# [Jobs]
**A)** List the parts of SQL's rigid schema that the BI Connector article names.
**B)** Reproduce the BI Connector article word for word, everything from "In this article, we'll" down to "your MongoDB data.".
**C)** For each statement, say whether the BI Connector article agrees with it, and quote the words that decide it. (i) In standalone mode, the BI Connector samples collection documents in sequential order. (ii) The latest enhancement stores DRDL files in the MongoDB database itself. (iii) The sub-tables in the mapped schema represent embedded objects and arrays.

--- start of Page ---

BI Connector: Mapping Document Structures to Relational Schema - Part 1
Building visual dashboards from a MongoDB flexible data store using standard SQL BI tools can be a challenge. Is complex ETL and manual intervention the only way to build such dashboards? Absolutely not! The MongoDB Connector for Business Intelligence (BI) allows users to create queries with SQL and visualize, graph, and report on their MongoDB data using existing relational business intelligence tools.
At its core, the MongoDB BI Connector performs a transformation of data from MongoDB's flexible documents to SQL's rigid schema of tables, rows and columns. That transformation is what allows users of the BI Connector to leverage the various SQL-focused BI tools. Knowing how BI Connector performs this and how you can take control of it is key to extracting the maximum value from it.
In this article, we'll look at how the BI connector automatically creates its schema mapping and how to control it to create the meaningful tables that will help you extract better insights from your MongoDB data.
The BI Connector has long supported the sharing of schema files (DRDL files - Document Relational Definition Language defines a relational view of a MongoDB schema). It has, though, previously relied on manually sharing the files between various users and manually managing the different versions needed. The latest enhancement to the BI Connector removes that manual management issue by storing the DRDL files where they can best be shared with different personas: in the MongoDB database itself.
In order to query MongoDB using SQL via the BI Connector, it is first necessary to map collection document structures to a relational schema which can be examined and queried using SQL client applications.
Schema Mapped from Sampled Documents
By default, the BI Connector handles this mapping automatically in what we call “standalone mode.” In standalone mode, the BI Connector randomly samples collection documents and maps a relational schema based on the underlying document structure. This mapping logic accounts for rich document structures and creates a relational schema that includes root tables for top-level document data, and sub-tables that represent embedded objects and arrays.
In many cases, this default sampling logic is sufficient to provide SQL client applications direct access to MongoDB. However, when working with complex document structures, it may be desirable to define customized mappings to meet the specific needs of connecting client applications.

--- end of Page ---
--- start of Stored rows ---

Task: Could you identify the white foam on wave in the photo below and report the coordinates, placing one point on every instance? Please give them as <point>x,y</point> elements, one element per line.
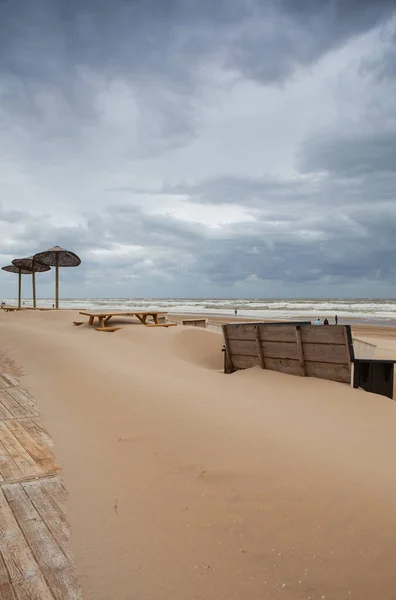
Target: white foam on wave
<point>261,308</point>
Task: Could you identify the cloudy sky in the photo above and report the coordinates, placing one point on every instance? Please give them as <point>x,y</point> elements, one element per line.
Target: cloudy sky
<point>229,148</point>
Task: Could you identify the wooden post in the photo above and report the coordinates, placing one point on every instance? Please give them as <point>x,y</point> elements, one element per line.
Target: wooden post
<point>57,281</point>
<point>300,350</point>
<point>34,285</point>
<point>228,360</point>
<point>259,347</point>
<point>19,288</point>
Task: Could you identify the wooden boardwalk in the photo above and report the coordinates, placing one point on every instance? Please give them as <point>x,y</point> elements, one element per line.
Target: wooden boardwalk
<point>35,557</point>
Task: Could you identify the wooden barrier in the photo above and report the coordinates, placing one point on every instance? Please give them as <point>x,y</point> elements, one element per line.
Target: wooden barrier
<point>195,322</point>
<point>323,351</point>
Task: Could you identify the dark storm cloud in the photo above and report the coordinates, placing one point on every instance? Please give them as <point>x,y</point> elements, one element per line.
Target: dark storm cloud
<point>47,40</point>
<point>353,154</point>
<point>337,221</point>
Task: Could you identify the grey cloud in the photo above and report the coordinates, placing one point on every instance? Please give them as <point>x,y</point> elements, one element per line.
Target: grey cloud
<point>353,154</point>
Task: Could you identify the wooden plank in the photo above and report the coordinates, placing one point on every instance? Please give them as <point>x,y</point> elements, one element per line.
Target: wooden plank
<point>260,348</point>
<point>240,331</point>
<point>12,405</point>
<point>229,362</point>
<point>39,452</point>
<point>243,347</point>
<point>323,334</point>
<point>333,372</point>
<point>18,453</point>
<point>37,431</point>
<point>54,487</point>
<point>6,588</point>
<point>161,324</point>
<point>328,353</point>
<point>4,382</point>
<point>283,365</point>
<point>11,380</point>
<point>49,511</point>
<point>55,566</point>
<point>300,351</point>
<point>4,412</point>
<point>9,470</point>
<point>23,399</point>
<point>270,349</point>
<point>24,573</point>
<point>281,349</point>
<point>244,362</point>
<point>278,333</point>
<point>349,342</point>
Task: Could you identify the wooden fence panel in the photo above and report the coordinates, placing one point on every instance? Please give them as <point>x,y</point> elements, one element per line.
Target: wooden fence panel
<point>314,351</point>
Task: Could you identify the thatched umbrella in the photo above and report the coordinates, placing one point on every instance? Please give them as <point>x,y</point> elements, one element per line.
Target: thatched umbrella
<point>33,266</point>
<point>58,257</point>
<point>14,269</point>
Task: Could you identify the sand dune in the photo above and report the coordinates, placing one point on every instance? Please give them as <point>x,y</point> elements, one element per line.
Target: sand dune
<point>187,483</point>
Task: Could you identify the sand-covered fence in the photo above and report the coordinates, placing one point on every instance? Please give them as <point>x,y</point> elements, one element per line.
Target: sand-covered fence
<point>325,352</point>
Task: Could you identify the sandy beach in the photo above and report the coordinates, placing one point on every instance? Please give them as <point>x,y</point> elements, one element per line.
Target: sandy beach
<point>187,483</point>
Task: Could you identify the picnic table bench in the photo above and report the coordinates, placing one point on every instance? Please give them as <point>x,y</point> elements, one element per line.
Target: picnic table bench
<point>105,316</point>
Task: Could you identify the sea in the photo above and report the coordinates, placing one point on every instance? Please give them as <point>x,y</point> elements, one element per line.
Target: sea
<point>375,311</point>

--- end of Stored rows ---

# [Final answers]
**A)** tables, rows, columns

**B)**
In this article, we'll look at how the BI connector automatically creates its schema mapping and how to control it to create the meaningful tables that will help you extract better insights from your MongoDB data.

**C)**
(i) No: "the BI Connector randomly samples collection documents"
(ii) Yes: "by storing the DRDL files where they can best be shared with different personas: in the MongoDB database itself"
(iii) Yes: "sub-tables that represent embedded objects and arrays"